- [What you have to do] Write out the data below word for word, from the line that contains "Give x and y for each instance of the silk" through the end of the data, and leave the pictures out.

- [Items]
■ ■ ■ ■ ■ ■ ■
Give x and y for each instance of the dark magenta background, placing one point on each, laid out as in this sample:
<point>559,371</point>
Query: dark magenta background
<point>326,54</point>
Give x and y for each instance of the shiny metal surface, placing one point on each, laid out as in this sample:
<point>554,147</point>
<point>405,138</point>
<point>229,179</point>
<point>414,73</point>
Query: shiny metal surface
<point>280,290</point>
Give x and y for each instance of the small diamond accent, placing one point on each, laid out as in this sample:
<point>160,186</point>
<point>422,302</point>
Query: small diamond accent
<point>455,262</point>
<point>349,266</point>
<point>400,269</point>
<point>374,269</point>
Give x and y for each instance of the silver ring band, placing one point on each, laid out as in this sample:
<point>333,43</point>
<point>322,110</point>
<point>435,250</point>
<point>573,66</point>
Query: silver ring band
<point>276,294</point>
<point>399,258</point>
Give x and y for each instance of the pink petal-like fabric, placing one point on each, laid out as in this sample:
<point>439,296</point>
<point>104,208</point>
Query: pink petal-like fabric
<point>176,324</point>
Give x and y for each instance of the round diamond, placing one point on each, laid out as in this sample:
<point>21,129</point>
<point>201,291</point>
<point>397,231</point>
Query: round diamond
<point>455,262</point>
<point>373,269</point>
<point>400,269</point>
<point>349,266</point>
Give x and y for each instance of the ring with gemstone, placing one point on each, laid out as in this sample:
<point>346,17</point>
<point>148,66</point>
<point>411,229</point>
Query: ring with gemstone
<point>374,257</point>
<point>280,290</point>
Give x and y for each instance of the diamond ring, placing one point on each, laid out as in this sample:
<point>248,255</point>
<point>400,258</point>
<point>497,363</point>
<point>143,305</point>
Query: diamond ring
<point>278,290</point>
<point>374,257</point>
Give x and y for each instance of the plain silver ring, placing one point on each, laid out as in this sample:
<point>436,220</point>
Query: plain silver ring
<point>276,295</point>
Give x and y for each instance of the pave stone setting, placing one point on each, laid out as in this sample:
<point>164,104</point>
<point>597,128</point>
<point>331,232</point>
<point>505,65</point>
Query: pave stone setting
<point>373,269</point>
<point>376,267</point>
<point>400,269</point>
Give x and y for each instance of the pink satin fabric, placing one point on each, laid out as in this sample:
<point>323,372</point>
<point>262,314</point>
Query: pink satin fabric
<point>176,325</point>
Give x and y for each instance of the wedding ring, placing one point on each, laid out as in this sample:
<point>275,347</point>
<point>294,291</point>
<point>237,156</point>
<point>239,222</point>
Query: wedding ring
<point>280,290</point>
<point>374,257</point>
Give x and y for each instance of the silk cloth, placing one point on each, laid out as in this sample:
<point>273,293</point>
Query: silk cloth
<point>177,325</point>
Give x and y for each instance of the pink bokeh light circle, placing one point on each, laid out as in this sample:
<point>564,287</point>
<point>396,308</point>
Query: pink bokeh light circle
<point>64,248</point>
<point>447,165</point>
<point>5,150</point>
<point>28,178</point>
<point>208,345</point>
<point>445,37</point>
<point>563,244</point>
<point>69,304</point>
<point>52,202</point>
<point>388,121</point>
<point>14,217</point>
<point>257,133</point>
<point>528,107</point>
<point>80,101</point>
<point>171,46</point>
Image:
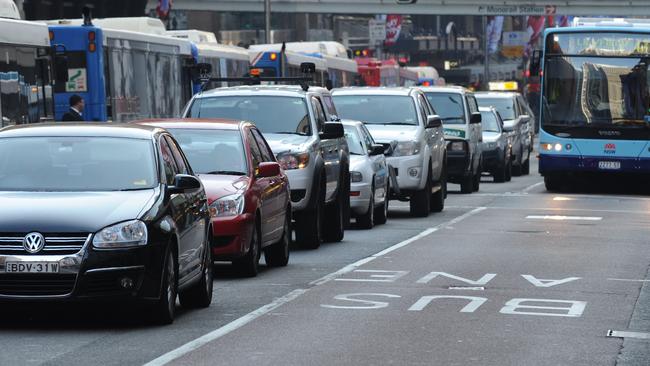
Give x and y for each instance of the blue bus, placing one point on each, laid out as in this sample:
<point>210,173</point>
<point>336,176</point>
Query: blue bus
<point>226,60</point>
<point>124,68</point>
<point>595,100</point>
<point>25,72</point>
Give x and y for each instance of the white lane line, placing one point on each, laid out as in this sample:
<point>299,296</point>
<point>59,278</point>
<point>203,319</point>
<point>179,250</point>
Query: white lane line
<point>626,280</point>
<point>429,231</point>
<point>626,334</point>
<point>563,218</point>
<point>220,332</point>
<point>238,323</point>
<point>531,187</point>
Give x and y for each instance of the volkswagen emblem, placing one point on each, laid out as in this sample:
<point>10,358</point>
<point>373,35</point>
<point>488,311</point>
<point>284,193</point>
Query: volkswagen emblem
<point>33,242</point>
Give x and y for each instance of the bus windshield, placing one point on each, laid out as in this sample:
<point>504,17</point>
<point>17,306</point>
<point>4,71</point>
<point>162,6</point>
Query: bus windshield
<point>596,90</point>
<point>596,80</point>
■ ■ ■ ■ ■ ■ ■
- [Output of the task]
Give x and y for each instance of the silk cloth, placing one point on each, laid out as in this sample:
<point>273,293</point>
Query: silk cloth
<point>177,325</point>
Give x and y for each instance of the pink bokeh light circle, placing one point on each, laid out as in this sample:
<point>564,287</point>
<point>396,308</point>
Query: pink bokeh light circle
<point>64,248</point>
<point>447,165</point>
<point>5,150</point>
<point>28,178</point>
<point>208,345</point>
<point>445,37</point>
<point>563,244</point>
<point>69,304</point>
<point>52,202</point>
<point>388,121</point>
<point>14,217</point>
<point>257,133</point>
<point>528,107</point>
<point>80,101</point>
<point>171,46</point>
Image:
Give x and y for each instance of the blue bus, placing one point on each, laid out as in this sample:
<point>210,173</point>
<point>336,176</point>
Query: blue bus
<point>226,60</point>
<point>124,68</point>
<point>595,100</point>
<point>25,72</point>
Give x and y for each instance of the white lane line, placing one point on each, laid out as in this sample:
<point>299,296</point>
<point>59,278</point>
<point>203,319</point>
<point>179,250</point>
Query: white lane line
<point>626,280</point>
<point>429,231</point>
<point>626,334</point>
<point>563,218</point>
<point>220,332</point>
<point>238,323</point>
<point>531,187</point>
Give x and y for each instance of the volkswagen emblem, placing one point on each, laid out as in this sample:
<point>10,358</point>
<point>373,35</point>
<point>488,311</point>
<point>284,193</point>
Query: volkswagen emblem
<point>33,242</point>
Give x and y for each instance of the bus windshield, placing one point on each, laid out as in this sample:
<point>504,17</point>
<point>17,306</point>
<point>4,71</point>
<point>162,6</point>
Query: bus windshield
<point>596,90</point>
<point>596,80</point>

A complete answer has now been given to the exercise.